Start of Block

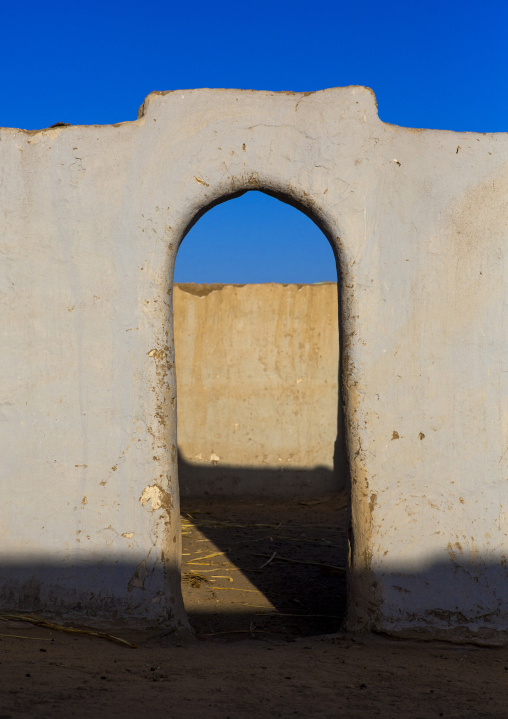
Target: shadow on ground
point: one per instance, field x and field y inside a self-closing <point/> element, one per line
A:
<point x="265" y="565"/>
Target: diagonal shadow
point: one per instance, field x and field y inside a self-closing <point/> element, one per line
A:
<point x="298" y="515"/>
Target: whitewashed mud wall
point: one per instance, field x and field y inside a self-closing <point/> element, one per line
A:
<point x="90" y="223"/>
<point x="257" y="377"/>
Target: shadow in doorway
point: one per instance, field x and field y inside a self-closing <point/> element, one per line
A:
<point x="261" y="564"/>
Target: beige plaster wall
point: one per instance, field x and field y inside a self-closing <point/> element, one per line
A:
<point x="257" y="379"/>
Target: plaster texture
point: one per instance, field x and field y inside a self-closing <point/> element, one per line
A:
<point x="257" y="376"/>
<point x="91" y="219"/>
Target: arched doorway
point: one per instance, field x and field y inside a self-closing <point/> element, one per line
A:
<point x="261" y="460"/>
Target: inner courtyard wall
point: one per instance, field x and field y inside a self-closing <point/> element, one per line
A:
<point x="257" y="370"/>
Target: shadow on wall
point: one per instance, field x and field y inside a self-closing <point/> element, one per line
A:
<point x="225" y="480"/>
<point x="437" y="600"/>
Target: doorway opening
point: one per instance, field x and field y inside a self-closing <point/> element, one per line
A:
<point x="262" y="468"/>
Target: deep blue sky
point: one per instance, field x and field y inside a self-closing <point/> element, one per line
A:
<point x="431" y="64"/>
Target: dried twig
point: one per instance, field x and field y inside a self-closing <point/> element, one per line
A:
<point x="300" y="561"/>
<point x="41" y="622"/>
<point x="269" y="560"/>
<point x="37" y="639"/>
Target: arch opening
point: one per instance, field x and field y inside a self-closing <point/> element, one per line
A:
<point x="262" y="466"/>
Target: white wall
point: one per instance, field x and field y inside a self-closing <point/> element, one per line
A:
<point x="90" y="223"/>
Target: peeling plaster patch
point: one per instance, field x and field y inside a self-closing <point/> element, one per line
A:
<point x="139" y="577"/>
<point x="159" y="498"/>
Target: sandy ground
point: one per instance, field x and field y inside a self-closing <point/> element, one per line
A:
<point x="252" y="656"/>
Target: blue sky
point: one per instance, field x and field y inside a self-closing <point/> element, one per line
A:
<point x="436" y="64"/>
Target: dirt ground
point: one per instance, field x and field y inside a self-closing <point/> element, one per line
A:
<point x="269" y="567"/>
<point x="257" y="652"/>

End of Block
Start of Block

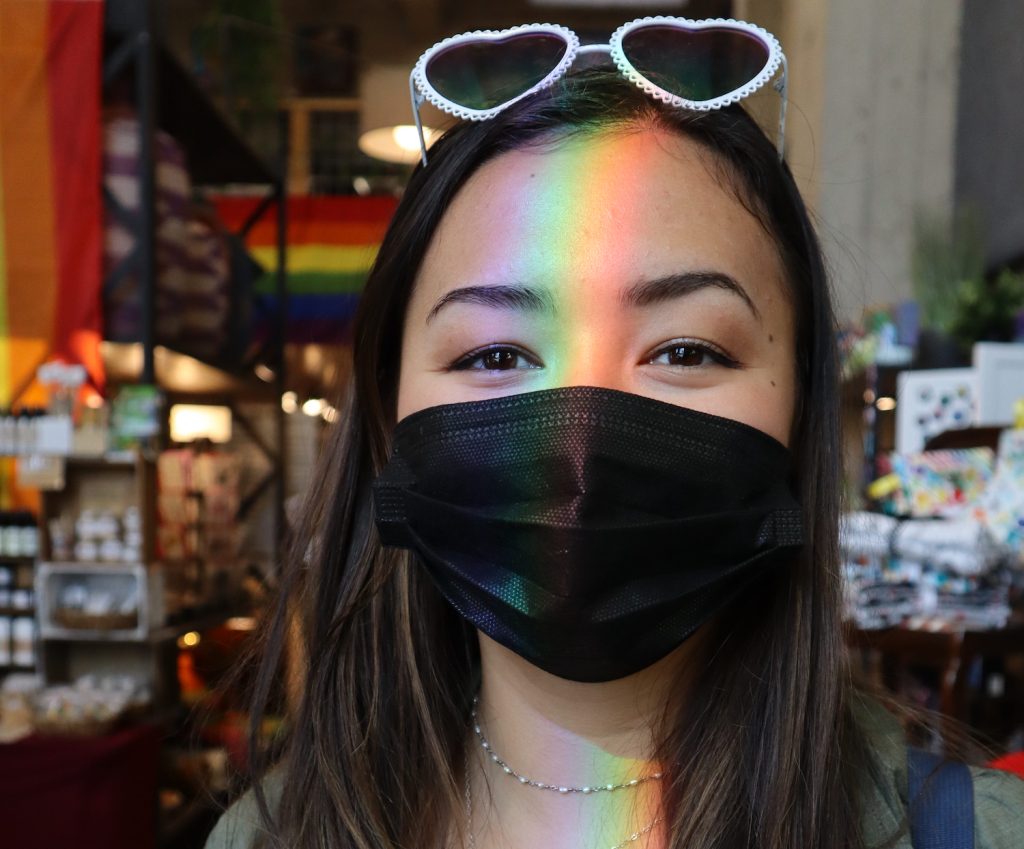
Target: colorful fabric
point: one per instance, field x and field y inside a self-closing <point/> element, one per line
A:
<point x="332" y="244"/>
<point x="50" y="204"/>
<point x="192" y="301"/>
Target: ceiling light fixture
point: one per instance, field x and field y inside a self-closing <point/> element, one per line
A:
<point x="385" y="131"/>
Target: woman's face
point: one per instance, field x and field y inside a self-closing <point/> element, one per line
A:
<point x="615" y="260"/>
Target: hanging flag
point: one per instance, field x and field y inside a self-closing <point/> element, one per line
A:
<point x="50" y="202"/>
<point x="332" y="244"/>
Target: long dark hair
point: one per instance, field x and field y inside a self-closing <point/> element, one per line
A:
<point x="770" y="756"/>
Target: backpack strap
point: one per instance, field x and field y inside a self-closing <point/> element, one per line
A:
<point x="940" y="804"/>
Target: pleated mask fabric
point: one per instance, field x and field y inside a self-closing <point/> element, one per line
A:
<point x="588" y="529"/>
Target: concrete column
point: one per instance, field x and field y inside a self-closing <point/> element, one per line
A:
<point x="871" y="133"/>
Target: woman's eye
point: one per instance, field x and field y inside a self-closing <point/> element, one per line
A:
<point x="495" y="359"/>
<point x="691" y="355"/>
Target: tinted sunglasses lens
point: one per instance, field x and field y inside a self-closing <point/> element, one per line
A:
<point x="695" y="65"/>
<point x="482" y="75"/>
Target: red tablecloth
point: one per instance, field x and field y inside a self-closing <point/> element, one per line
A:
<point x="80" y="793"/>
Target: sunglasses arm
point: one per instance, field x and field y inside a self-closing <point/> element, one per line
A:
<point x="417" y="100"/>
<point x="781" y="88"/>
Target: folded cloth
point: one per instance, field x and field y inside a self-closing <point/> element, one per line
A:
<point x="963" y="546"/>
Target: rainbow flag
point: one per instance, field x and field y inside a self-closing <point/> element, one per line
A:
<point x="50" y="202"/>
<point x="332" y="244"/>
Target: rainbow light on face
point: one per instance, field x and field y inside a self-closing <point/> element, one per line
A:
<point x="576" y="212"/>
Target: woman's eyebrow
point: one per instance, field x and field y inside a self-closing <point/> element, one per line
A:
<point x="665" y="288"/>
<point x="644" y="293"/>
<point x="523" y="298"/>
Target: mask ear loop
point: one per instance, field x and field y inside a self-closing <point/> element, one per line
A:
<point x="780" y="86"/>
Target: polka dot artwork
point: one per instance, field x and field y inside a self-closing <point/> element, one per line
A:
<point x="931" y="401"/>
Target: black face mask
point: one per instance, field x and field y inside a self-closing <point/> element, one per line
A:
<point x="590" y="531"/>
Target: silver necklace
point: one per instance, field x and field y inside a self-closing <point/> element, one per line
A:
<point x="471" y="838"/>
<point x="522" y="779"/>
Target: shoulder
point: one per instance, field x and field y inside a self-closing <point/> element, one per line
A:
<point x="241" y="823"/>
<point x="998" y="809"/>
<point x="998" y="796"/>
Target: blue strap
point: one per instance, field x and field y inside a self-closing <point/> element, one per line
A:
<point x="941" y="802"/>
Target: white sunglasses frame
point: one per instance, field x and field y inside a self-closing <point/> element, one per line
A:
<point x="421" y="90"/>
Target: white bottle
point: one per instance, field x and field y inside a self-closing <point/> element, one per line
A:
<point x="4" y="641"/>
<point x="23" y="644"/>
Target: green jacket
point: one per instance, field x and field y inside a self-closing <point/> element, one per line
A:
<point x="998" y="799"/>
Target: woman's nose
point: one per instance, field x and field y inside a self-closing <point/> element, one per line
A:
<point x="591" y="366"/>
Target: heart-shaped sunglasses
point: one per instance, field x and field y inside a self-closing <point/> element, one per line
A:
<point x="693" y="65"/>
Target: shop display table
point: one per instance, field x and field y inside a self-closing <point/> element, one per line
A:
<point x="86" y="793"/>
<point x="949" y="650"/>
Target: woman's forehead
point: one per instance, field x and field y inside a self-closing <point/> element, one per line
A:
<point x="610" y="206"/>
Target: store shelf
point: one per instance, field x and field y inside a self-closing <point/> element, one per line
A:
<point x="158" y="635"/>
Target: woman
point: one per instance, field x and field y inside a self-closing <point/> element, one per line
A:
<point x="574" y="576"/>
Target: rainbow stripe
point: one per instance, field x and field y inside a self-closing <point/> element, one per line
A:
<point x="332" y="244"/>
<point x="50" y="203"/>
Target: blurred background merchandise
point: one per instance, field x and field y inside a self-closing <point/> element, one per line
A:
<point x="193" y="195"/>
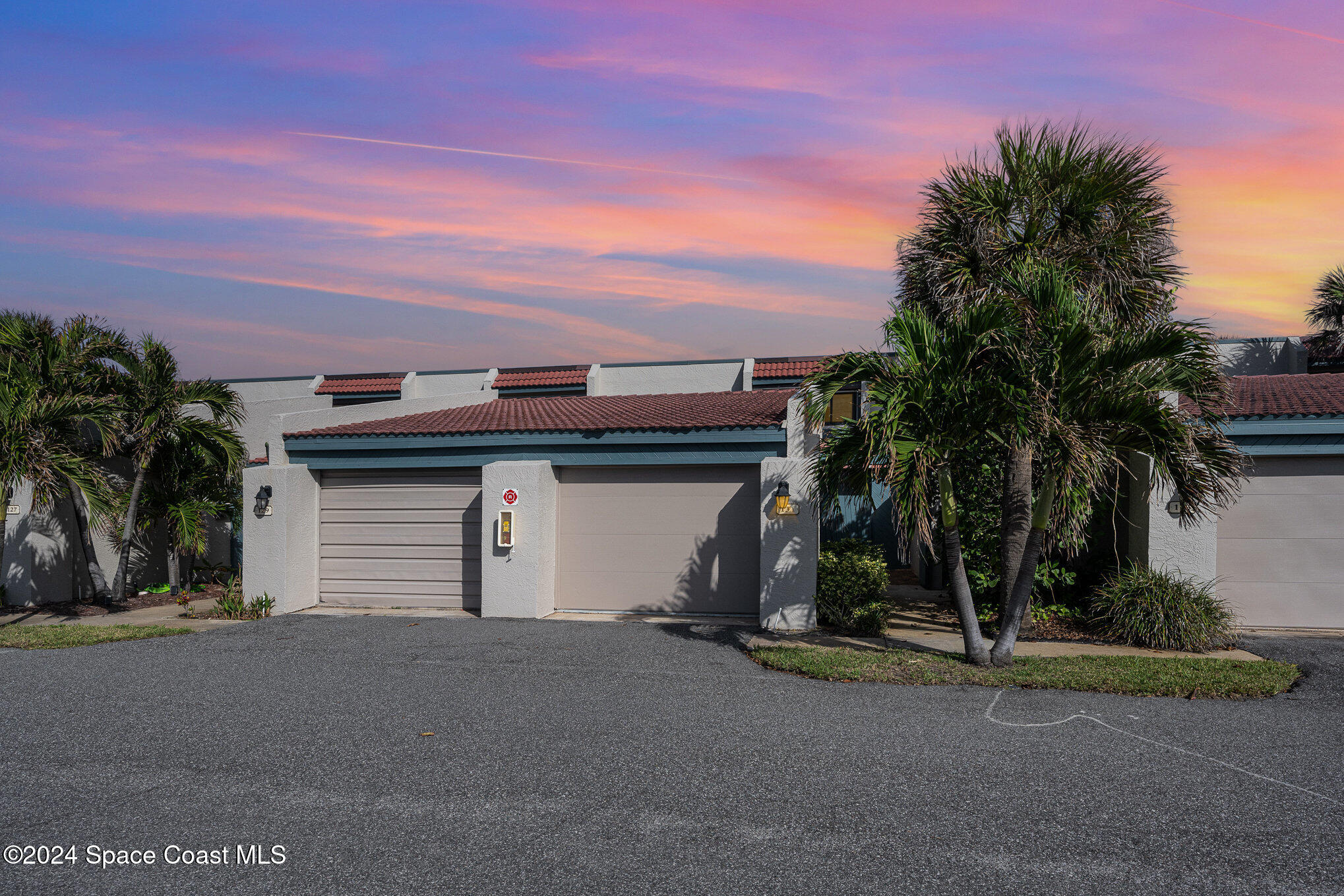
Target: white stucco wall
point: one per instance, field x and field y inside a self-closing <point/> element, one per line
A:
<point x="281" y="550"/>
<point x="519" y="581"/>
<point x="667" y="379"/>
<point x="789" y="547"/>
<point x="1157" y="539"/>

End of Block
Start of Block

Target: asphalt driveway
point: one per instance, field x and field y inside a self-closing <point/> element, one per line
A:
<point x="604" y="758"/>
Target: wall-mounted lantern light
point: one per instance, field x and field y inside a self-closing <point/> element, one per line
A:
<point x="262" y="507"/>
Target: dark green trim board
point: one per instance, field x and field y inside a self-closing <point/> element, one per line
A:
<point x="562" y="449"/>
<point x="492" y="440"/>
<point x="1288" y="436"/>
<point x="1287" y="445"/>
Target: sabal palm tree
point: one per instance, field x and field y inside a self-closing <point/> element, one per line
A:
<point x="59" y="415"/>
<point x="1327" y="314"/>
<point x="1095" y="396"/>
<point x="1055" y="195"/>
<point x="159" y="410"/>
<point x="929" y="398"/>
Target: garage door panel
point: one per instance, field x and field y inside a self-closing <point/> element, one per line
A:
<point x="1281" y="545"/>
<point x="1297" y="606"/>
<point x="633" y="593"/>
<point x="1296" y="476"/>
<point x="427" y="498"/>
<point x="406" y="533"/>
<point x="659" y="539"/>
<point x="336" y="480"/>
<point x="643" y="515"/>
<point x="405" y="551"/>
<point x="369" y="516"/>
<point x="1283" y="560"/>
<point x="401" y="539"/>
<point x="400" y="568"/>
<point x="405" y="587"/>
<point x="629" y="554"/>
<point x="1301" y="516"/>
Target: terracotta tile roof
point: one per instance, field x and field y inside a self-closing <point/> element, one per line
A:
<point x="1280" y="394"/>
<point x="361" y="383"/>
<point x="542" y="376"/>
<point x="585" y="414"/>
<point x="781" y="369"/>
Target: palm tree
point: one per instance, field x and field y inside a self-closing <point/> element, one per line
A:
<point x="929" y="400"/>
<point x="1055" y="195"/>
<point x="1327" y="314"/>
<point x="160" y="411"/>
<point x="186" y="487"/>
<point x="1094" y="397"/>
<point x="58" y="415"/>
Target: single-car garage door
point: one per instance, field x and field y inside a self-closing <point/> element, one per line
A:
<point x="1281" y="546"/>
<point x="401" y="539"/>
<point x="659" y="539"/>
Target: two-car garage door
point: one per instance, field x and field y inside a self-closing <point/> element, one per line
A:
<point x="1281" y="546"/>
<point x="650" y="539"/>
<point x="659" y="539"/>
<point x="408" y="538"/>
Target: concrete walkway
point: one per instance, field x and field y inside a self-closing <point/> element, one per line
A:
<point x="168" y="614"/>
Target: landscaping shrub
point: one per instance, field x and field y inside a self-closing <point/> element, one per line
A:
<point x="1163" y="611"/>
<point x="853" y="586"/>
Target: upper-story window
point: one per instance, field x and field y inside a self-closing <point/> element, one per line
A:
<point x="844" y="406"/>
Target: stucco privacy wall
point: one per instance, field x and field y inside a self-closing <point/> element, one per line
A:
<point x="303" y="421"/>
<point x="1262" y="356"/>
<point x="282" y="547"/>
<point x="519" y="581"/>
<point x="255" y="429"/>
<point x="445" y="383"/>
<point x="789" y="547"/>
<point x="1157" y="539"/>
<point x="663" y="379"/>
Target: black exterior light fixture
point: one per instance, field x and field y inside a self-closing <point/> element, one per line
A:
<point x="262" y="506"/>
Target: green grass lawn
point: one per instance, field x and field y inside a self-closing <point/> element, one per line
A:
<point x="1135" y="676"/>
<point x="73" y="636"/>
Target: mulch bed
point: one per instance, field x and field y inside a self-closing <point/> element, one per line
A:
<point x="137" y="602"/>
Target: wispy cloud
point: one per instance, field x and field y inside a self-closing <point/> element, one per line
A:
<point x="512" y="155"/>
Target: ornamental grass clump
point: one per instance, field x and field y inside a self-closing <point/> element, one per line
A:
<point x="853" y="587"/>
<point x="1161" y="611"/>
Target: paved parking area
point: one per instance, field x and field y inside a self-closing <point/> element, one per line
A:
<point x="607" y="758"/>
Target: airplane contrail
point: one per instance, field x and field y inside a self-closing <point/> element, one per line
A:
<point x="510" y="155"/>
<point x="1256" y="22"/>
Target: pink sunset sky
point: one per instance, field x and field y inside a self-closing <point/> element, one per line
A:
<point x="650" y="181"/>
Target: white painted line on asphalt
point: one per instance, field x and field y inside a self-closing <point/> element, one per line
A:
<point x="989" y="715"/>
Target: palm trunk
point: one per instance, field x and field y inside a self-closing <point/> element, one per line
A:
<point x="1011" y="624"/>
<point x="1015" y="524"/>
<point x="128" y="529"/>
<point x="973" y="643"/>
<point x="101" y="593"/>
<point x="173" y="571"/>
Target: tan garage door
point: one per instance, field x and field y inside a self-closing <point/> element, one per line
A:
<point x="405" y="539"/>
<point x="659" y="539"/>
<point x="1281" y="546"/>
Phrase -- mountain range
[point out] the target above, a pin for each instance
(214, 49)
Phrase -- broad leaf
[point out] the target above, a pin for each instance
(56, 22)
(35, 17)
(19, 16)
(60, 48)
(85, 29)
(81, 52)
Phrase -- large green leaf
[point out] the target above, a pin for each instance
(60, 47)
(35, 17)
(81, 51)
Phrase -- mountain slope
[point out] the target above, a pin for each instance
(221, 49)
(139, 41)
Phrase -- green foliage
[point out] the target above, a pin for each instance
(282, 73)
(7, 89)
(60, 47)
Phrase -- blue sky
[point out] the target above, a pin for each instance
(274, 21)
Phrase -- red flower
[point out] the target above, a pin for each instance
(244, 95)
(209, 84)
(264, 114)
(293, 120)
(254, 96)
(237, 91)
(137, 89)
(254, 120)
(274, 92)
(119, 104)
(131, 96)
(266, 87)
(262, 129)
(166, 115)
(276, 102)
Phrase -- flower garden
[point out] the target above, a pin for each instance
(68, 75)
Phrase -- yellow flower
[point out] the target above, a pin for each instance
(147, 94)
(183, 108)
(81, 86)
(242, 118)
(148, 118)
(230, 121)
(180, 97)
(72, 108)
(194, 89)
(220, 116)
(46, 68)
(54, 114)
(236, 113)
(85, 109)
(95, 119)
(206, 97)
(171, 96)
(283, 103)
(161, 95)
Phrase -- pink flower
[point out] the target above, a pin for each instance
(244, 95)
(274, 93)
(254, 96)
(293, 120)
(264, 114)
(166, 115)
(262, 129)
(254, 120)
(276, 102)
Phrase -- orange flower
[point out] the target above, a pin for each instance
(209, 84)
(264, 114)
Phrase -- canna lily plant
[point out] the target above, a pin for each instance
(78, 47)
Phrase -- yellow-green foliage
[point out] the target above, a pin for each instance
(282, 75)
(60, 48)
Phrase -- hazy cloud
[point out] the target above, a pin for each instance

End of Block

▶ _Problem to work on_: Could you reproduce exactly the lines of the entries above, from the one with "Target: shadow on ground" through the one with "Target: plaster texture", and nothing else?

▶ _Worked solution_:
Target: shadow on ground
point: one per instance, field x and field y inside a self-closing <point/> element, one per line
A:
<point x="265" y="565"/>
Target: diagonal shadow
point: one per instance, field x and field y inside a self-closing <point/> element, one per line
A:
<point x="298" y="515"/>
Target: whitewashed mud wall
point: one per instance, field x and field y inside a self-closing <point/> element, one per line
A:
<point x="90" y="223"/>
<point x="257" y="377"/>
Target: shadow in doorway
point: one per instance, field x and field y inside a self-closing <point/> element, one per line
A:
<point x="261" y="564"/>
Target: beige plaster wall
point: one per instance, field x and field y inside a self-closing <point/> element, one per line
A:
<point x="257" y="379"/>
Target: plaster texture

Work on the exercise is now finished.